▶ _TASK INSTRUCTIONS_
Locate each line of the listing below that contains the string "shrub", and copy every such line in full. Letter case is significant.

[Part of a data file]
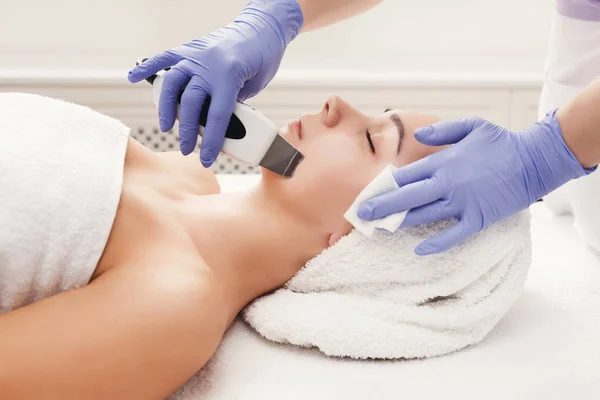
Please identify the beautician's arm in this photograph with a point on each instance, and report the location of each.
(233, 64)
(491, 173)
(580, 125)
(321, 13)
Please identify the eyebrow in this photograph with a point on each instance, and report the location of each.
(395, 118)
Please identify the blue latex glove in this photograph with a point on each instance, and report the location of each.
(488, 175)
(233, 63)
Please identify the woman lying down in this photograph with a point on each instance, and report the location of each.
(121, 269)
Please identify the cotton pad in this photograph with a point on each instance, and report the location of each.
(384, 182)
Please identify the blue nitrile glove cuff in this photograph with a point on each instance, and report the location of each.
(549, 158)
(284, 16)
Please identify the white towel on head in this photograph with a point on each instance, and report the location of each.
(383, 183)
(61, 173)
(373, 297)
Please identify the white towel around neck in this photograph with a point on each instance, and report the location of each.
(373, 297)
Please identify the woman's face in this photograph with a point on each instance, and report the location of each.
(343, 150)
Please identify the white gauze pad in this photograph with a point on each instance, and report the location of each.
(384, 182)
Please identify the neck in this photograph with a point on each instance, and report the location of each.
(252, 243)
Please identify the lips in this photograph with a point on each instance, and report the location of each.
(296, 127)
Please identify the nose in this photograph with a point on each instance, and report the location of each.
(336, 109)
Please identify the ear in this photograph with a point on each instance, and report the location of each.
(334, 238)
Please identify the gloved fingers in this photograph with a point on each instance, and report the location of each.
(174, 83)
(402, 199)
(447, 132)
(219, 114)
(427, 214)
(192, 101)
(445, 240)
(153, 65)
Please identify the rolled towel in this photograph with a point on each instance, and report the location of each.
(373, 297)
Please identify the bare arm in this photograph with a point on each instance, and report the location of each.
(580, 125)
(130, 334)
(321, 13)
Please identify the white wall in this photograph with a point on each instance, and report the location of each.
(405, 36)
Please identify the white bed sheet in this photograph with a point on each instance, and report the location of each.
(547, 347)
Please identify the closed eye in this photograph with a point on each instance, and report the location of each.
(370, 140)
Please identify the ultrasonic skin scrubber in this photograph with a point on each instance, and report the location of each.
(250, 138)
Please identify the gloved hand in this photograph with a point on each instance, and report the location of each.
(233, 63)
(488, 175)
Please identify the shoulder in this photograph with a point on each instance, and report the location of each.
(170, 293)
(203, 179)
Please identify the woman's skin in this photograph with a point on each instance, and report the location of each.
(182, 261)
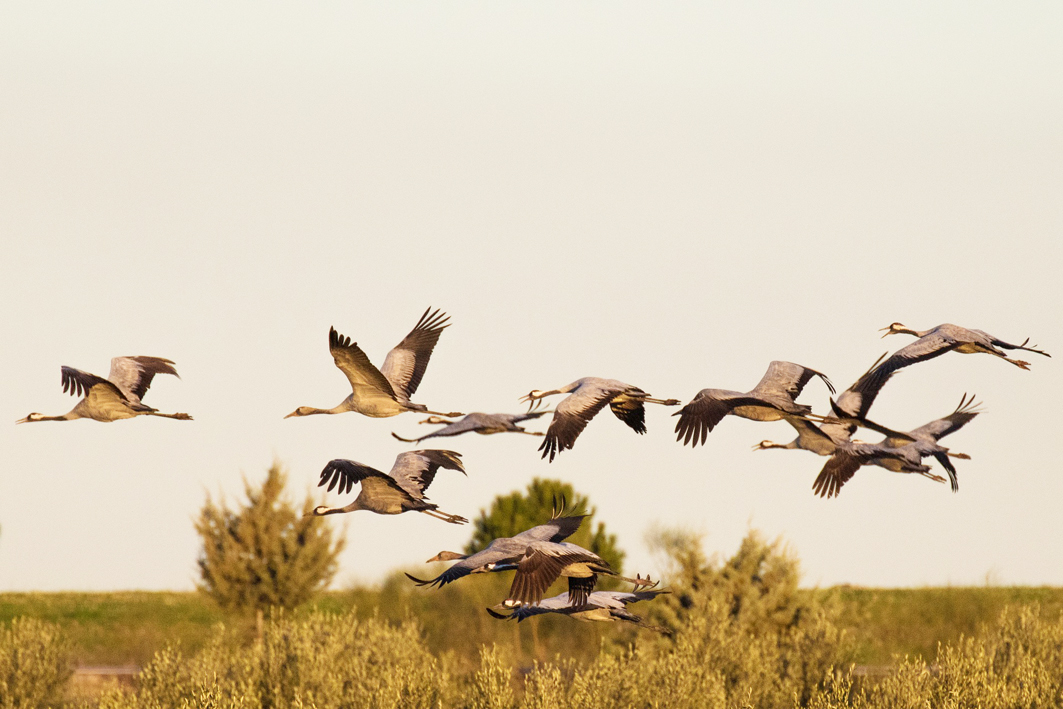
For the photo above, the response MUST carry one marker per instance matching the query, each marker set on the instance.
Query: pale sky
(668, 193)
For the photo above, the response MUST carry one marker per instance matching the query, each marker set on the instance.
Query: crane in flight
(587, 397)
(400, 490)
(117, 397)
(946, 337)
(385, 391)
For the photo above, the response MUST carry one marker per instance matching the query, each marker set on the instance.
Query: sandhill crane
(944, 338)
(850, 409)
(543, 562)
(401, 490)
(602, 606)
(587, 397)
(118, 397)
(771, 400)
(484, 424)
(386, 391)
(503, 553)
(899, 455)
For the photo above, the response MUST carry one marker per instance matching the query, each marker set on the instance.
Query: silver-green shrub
(321, 661)
(34, 664)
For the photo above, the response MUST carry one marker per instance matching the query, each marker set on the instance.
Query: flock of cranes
(540, 556)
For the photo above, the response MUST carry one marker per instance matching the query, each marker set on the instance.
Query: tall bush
(266, 554)
(34, 663)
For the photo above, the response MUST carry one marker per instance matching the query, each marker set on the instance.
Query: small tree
(266, 554)
(515, 512)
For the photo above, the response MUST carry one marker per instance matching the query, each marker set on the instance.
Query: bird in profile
(944, 338)
(601, 606)
(771, 400)
(118, 397)
(850, 409)
(587, 397)
(484, 424)
(400, 490)
(503, 553)
(899, 455)
(386, 391)
(543, 562)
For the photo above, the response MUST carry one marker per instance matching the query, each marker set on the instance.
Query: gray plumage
(400, 490)
(503, 553)
(946, 337)
(385, 391)
(485, 424)
(587, 397)
(600, 606)
(118, 397)
(771, 400)
(899, 455)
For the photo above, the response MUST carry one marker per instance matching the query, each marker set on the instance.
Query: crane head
(894, 328)
(435, 419)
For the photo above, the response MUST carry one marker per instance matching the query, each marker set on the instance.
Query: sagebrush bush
(319, 661)
(34, 663)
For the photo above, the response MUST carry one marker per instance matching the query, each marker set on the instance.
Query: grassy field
(129, 627)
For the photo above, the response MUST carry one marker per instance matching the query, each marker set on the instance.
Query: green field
(129, 627)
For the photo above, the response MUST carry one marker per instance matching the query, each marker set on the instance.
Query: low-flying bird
(587, 397)
(385, 391)
(850, 409)
(602, 606)
(484, 424)
(771, 400)
(503, 553)
(899, 455)
(543, 562)
(944, 338)
(118, 397)
(400, 490)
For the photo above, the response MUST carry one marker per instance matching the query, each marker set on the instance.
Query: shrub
(34, 663)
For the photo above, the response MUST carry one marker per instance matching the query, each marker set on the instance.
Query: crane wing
(631, 411)
(556, 530)
(837, 472)
(133, 375)
(406, 363)
(353, 361)
(538, 570)
(961, 417)
(572, 416)
(78, 383)
(705, 410)
(926, 348)
(415, 470)
(349, 472)
(789, 378)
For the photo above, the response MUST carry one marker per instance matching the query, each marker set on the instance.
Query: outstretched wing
(78, 383)
(961, 417)
(789, 378)
(133, 375)
(537, 571)
(631, 411)
(349, 472)
(406, 363)
(557, 529)
(926, 348)
(705, 410)
(353, 361)
(839, 470)
(572, 416)
(415, 470)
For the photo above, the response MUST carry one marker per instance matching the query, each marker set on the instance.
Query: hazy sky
(668, 193)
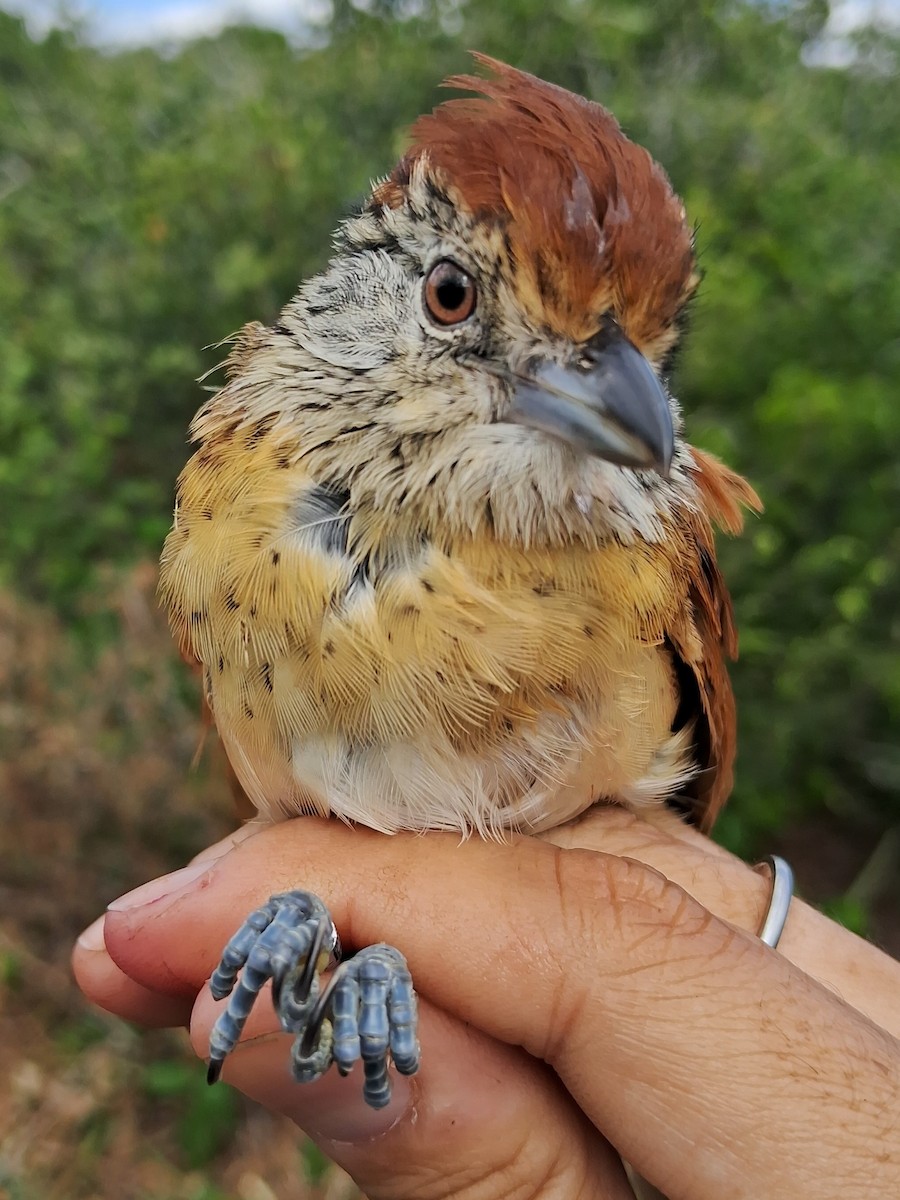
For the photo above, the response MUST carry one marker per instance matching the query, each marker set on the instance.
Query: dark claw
(366, 1011)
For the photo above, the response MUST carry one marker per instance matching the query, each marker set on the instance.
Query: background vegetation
(150, 203)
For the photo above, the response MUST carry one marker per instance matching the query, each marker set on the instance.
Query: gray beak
(609, 403)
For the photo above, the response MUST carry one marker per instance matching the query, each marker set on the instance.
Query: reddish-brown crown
(592, 220)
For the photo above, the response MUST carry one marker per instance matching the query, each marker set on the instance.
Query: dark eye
(449, 293)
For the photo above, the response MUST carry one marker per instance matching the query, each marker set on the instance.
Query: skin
(621, 999)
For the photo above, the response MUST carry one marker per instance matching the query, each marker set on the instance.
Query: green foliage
(205, 1116)
(151, 204)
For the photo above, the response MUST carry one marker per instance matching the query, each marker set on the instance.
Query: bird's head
(486, 348)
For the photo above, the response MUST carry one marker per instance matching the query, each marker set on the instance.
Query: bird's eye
(449, 293)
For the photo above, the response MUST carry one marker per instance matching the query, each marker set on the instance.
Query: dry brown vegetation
(96, 796)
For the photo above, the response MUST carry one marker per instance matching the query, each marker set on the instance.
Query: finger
(103, 983)
(463, 1127)
(667, 1026)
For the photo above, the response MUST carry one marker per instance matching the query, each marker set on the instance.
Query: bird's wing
(703, 642)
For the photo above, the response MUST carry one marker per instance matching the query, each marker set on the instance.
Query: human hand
(568, 997)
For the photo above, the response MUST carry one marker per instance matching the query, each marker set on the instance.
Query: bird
(443, 555)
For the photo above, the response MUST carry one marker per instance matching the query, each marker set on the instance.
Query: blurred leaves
(153, 203)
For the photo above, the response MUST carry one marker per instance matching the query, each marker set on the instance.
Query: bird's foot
(366, 1009)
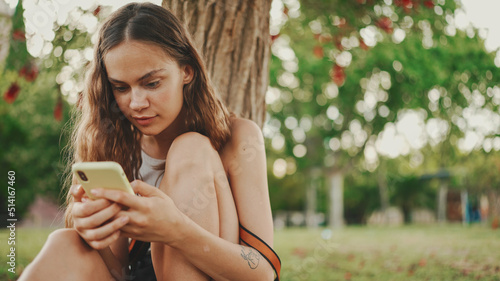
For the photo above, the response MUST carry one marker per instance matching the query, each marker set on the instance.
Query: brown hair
(102, 132)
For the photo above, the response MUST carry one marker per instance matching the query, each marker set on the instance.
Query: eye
(120, 89)
(153, 85)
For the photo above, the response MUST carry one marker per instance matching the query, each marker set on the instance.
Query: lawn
(449, 252)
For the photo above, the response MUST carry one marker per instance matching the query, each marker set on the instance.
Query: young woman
(200, 172)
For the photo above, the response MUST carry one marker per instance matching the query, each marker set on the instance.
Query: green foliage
(401, 71)
(31, 141)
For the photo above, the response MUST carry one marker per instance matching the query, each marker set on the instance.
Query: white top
(147, 171)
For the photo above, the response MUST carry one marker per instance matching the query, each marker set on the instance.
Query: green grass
(450, 252)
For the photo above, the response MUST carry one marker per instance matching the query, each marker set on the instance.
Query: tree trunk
(336, 218)
(233, 37)
(5, 29)
(441, 202)
(311, 199)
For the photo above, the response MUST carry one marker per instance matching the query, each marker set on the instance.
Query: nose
(138, 100)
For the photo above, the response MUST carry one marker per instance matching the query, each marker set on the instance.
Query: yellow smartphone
(103, 174)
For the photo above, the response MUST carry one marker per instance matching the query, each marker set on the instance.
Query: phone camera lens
(82, 176)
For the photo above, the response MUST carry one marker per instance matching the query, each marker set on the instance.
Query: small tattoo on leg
(252, 257)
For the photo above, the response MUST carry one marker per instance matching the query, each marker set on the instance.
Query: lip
(144, 120)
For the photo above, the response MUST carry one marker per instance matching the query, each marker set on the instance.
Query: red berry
(338, 75)
(429, 4)
(11, 94)
(318, 52)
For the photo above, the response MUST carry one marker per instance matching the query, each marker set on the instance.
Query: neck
(157, 146)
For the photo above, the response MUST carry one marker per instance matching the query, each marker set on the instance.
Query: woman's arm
(155, 217)
(112, 248)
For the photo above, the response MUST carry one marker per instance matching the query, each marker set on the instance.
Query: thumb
(144, 189)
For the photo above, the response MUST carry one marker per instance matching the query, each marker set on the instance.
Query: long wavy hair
(102, 132)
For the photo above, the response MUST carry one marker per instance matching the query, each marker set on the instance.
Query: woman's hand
(153, 215)
(96, 220)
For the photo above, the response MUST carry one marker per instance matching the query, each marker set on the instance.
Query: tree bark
(336, 218)
(5, 29)
(441, 201)
(233, 37)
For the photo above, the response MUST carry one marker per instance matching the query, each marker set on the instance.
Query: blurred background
(379, 113)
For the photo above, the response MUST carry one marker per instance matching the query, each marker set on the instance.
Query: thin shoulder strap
(252, 240)
(137, 249)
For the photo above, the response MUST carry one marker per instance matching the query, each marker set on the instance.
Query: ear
(188, 74)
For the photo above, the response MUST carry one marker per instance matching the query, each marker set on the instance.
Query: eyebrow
(144, 77)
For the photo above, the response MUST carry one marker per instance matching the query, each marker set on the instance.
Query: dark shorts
(143, 270)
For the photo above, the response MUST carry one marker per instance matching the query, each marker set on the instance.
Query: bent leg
(196, 181)
(65, 256)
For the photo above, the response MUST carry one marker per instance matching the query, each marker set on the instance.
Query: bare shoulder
(246, 139)
(242, 129)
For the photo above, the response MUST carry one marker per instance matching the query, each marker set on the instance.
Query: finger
(117, 196)
(97, 218)
(90, 207)
(144, 189)
(77, 191)
(102, 234)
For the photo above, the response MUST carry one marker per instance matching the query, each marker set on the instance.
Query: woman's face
(147, 85)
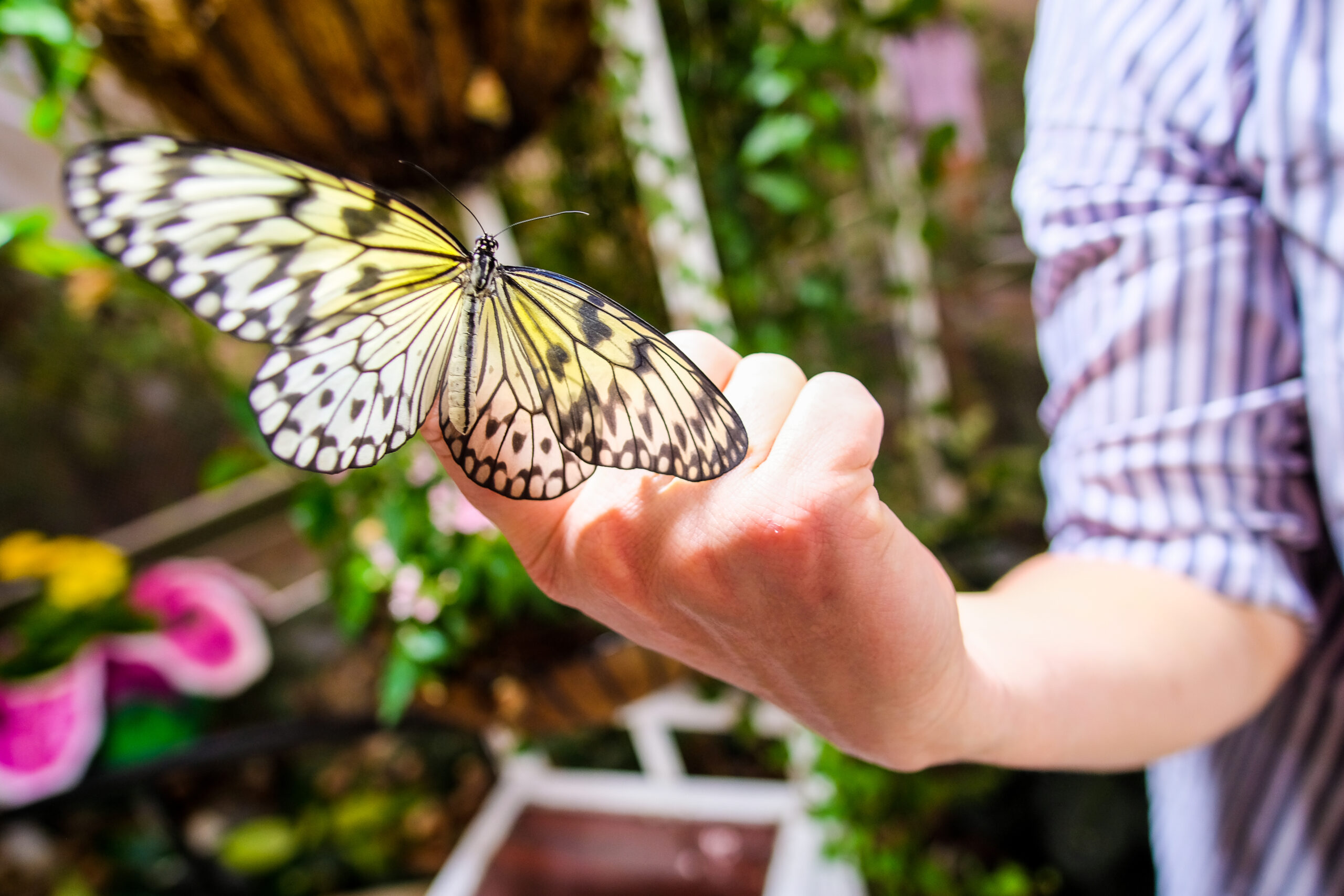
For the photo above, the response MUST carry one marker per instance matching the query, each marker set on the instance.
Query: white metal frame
(664, 790)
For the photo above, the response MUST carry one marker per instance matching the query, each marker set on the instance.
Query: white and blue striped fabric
(1183, 186)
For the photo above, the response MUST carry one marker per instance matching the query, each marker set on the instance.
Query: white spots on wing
(275, 363)
(327, 458)
(194, 190)
(307, 449)
(324, 254)
(252, 331)
(85, 196)
(275, 231)
(241, 282)
(210, 239)
(207, 305)
(132, 179)
(85, 167)
(287, 441)
(160, 270)
(138, 256)
(234, 208)
(264, 394)
(102, 227)
(139, 152)
(221, 166)
(187, 287)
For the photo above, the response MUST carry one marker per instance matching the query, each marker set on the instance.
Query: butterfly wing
(494, 416)
(356, 288)
(261, 246)
(611, 388)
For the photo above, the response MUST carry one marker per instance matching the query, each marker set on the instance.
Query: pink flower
(210, 641)
(450, 512)
(940, 69)
(50, 727)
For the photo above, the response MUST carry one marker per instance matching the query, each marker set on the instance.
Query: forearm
(1088, 664)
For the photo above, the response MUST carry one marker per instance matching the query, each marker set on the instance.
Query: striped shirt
(1183, 187)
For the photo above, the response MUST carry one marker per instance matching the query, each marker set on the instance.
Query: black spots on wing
(369, 279)
(557, 358)
(361, 222)
(594, 328)
(643, 350)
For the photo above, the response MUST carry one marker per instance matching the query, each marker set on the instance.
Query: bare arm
(790, 578)
(1089, 664)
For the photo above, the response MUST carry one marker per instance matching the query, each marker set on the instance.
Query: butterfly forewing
(494, 416)
(257, 245)
(373, 312)
(613, 387)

▶ _EXPECTED ANSWER_
Query: silver-green shrub
Query: shrub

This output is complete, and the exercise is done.